§ **SHORT TASK**:
Format the lines of these records as a numbered list, omitting any blank lines.

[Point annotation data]
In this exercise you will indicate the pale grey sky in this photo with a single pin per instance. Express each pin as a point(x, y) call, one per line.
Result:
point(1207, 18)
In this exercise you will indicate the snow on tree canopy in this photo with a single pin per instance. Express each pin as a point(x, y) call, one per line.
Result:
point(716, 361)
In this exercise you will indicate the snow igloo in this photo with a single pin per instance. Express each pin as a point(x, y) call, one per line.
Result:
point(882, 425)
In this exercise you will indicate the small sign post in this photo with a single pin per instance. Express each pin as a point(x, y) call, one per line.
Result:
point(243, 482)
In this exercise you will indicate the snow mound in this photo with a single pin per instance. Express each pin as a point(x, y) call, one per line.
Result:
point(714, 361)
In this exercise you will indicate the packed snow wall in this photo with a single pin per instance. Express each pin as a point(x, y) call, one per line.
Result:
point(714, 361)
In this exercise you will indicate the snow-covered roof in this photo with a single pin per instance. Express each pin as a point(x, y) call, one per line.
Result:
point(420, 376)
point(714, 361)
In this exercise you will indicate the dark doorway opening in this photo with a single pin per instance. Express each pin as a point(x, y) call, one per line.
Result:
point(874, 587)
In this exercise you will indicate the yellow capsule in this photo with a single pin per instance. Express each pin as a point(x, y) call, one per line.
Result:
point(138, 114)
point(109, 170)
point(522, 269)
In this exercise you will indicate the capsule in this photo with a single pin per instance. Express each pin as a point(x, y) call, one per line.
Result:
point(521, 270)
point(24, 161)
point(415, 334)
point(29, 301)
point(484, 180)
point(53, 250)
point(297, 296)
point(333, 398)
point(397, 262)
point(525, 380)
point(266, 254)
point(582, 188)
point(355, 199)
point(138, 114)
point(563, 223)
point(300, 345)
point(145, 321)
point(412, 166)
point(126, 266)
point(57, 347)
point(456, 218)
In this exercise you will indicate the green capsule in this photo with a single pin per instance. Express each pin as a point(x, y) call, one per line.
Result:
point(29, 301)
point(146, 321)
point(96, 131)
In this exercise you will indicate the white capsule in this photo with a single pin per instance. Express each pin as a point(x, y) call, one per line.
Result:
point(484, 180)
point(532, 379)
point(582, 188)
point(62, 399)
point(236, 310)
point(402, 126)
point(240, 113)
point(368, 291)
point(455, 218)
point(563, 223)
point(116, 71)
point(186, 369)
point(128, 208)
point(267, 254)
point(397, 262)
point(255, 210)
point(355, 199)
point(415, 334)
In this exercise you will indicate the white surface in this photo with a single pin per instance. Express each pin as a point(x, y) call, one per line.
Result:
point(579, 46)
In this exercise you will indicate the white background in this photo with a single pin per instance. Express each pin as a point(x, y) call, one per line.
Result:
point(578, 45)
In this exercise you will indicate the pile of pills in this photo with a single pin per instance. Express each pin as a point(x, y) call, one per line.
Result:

§ **REPLY**:
1. In this exercise you will indicate the pale grey sky in this photo with a single pin per instance. Express each pin as a point(x, y) call, one per line.
2. Result:
3. point(1207, 18)
4. In this exercise you will indicate the snow on tree canopy in this photo with a single pin per instance. Express each pin as a point(x, y) call, one per line.
5. Result:
6. point(716, 361)
7. In this exercise you will indicate the snow igloo in this photo with a single pin per instance. Express each pin as a point(x, y) call, one per line.
8. Result:
9. point(882, 425)
10. In this exercise you will indicate the small sign post in this photo with a single pin per instance. Express each pin as a point(x, y) call, one per line.
11. Result:
12. point(243, 482)
13. In this exercise you will indicate the snow mound in this photo with a single pin per instance. Express each pin as a point(x, y) call, one per line.
14. Result:
15. point(714, 361)
16. In this exercise you will indicate the packed snow wall in this photo with a single pin per instance. Express each pin as a point(x, y) call, one per line.
17. Result:
18. point(714, 361)
19. In this exercise you will indicate the snow-covered roof in this photo with a single pin per instance. Express each pin as a point(x, y) call, one per line.
20. Result:
21. point(420, 376)
22. point(714, 361)
23. In this exercise you will indicate the dark doorway opening in this photo with a single pin per instance. Express each pin as a point(x, y) call, one per line.
24. Result:
25. point(874, 587)
26. In this exercise you will indicate the yellow capsule in this photo with a single pin per instance. Express each pin as a point(x, y) call, one per line.
27. Result:
28. point(138, 114)
29. point(109, 170)
30. point(522, 269)
31. In this exercise you will indicate the capsule in this photo with a single pin per instance. Express each pin as a point(x, y) call, one per line.
32. Result:
33. point(521, 270)
34. point(24, 161)
35. point(415, 334)
36. point(29, 301)
37. point(484, 180)
38. point(53, 250)
39. point(297, 296)
40. point(333, 398)
41. point(397, 262)
42. point(525, 380)
43. point(266, 254)
44. point(582, 188)
45. point(355, 199)
46. point(138, 114)
47. point(563, 223)
48. point(300, 345)
49. point(145, 321)
50. point(412, 166)
51. point(126, 266)
52. point(57, 347)
53. point(456, 218)
54. In this exercise you will indicate the green capsule in this photo with a single pin per instance. Express each pin as a point(x, y) call, one per line.
55. Result:
56. point(29, 301)
57. point(146, 321)
58. point(96, 131)
59. In this exercise you will indicate the white capsule in this photo with a single pin per instance. Express each pin as a point(x, y) call, one per line.
60. Result:
61. point(484, 180)
62. point(532, 379)
63. point(582, 188)
64. point(62, 399)
65. point(236, 310)
66. point(402, 126)
67. point(240, 113)
68. point(368, 291)
69. point(455, 218)
70. point(563, 223)
71. point(116, 71)
72. point(186, 369)
73. point(128, 208)
74. point(267, 254)
75. point(397, 262)
76. point(255, 210)
77. point(355, 199)
78. point(415, 334)
79. In this exercise you will indicate the white surface in this photo with a single pin per instance. Express each pin as a point(x, y) call, one per line.
80. Result:
81. point(579, 46)
82. In this exercise you will indicate the white background in this photo with a single pin per instance. Express each pin as a point(x, y) call, one per line.
83. Result:
84. point(578, 45)
85. In this exercise you will indicate the pile of pills in this photo with a single pin per instance. Express each pin as a point(x, y) call, one per line.
86. Result:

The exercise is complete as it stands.